***** Entries provided

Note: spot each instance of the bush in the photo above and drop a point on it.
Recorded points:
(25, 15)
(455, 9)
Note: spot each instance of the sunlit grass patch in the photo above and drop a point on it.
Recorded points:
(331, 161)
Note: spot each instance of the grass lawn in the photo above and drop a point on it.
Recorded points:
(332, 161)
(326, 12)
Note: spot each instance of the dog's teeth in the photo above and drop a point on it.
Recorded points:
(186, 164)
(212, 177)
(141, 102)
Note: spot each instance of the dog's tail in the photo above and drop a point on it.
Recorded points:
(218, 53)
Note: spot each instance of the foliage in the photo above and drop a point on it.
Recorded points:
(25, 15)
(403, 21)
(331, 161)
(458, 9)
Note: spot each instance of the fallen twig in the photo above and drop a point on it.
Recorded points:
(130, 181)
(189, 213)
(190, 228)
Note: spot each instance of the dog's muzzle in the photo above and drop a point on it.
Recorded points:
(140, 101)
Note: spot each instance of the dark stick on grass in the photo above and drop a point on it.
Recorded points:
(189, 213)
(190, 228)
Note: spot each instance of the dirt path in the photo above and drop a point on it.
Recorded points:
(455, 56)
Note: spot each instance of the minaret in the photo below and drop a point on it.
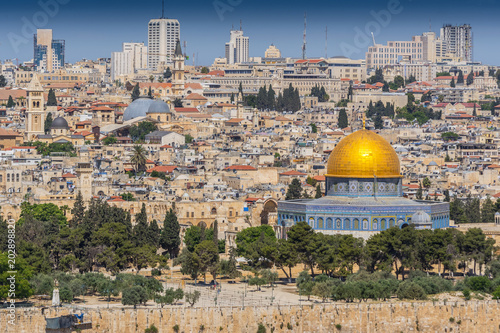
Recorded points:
(35, 114)
(178, 71)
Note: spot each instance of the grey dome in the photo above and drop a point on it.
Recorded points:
(421, 217)
(59, 123)
(142, 106)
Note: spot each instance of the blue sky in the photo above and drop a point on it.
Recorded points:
(94, 29)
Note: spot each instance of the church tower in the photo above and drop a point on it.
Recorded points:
(178, 71)
(35, 114)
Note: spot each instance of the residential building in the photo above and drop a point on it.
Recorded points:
(48, 53)
(237, 50)
(162, 38)
(458, 41)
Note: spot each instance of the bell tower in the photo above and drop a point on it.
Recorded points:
(178, 71)
(35, 114)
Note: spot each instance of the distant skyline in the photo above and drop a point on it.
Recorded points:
(93, 29)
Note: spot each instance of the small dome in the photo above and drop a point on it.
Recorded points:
(142, 106)
(363, 154)
(59, 123)
(421, 217)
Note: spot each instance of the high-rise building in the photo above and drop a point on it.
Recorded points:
(162, 37)
(134, 56)
(237, 50)
(48, 53)
(458, 40)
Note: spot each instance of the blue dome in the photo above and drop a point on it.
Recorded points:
(142, 106)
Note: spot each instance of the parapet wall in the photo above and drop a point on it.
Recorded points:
(471, 316)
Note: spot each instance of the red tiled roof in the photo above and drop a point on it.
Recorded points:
(240, 167)
(163, 168)
(293, 173)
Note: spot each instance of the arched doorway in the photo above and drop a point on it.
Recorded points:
(270, 207)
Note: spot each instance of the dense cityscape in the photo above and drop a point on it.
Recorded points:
(256, 193)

**********

Work out how many lines in the data above contain the word "blue" and respond with that number only.

__Response to the task__
2